Dataset lines on where objects appear
===============

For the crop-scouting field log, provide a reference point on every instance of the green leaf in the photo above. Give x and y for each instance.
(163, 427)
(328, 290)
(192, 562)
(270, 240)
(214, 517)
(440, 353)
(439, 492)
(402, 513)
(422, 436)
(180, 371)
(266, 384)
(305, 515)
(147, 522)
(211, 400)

===============

• EXERCISE DIRECTIONS: Edit the lines above so that "green leaf" becomes "yellow leaf", keeping everything else the same.

• SOLUTION BELOW:
For the crop-scouting field log, provide a reference point on every instance of the yellow leaf in the photo above. Give x and y for each instance.
(163, 427)
(328, 290)
(192, 562)
(270, 240)
(214, 517)
(440, 353)
(439, 492)
(402, 513)
(422, 436)
(180, 371)
(266, 384)
(305, 515)
(147, 522)
(211, 400)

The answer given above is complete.